In the data below, find every line with the string "deepest" and pull it out.

* * * *

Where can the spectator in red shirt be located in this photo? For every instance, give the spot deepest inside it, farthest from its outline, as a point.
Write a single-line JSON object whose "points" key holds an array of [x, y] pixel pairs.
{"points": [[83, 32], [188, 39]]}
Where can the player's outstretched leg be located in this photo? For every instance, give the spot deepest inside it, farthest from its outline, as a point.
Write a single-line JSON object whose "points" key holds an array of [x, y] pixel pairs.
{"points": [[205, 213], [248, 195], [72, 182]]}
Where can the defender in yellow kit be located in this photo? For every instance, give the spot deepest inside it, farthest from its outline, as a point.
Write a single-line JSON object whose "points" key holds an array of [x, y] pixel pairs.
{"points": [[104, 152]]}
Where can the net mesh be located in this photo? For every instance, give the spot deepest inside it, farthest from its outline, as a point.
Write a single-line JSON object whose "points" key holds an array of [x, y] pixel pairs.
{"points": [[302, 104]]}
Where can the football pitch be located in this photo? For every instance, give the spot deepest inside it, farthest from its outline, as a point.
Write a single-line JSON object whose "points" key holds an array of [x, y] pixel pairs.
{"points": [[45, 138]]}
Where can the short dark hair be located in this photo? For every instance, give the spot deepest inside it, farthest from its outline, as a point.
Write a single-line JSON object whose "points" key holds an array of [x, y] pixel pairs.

* * * *

* **SOLVED EXERCISE**
Where can the spectator in red shirt be located in this photo? For every instance, give the spot deepest inside it, farthest from its outline, as a point.
Where can the player's outstretched leg be located in this photo? For every instance, give the spot deepest inside it, farthest from its outline, as a point.
Where can the defender in yellow kit be located in this photo? For every instance, give the spot deepest inside it, farthest from its outline, as a point.
Where can the net mesh be located in this photo? For every instance, give the spot deepest inside it, farthest from its outline, as a point.
Where can the football pitch be located in this photo? For every instance, give the spot deepest inside it, farthest from its outline, as a point.
Where can the short dark hair be located in this photo? For every instance, give the spot deepest inside it, farthest from its outline, as a point.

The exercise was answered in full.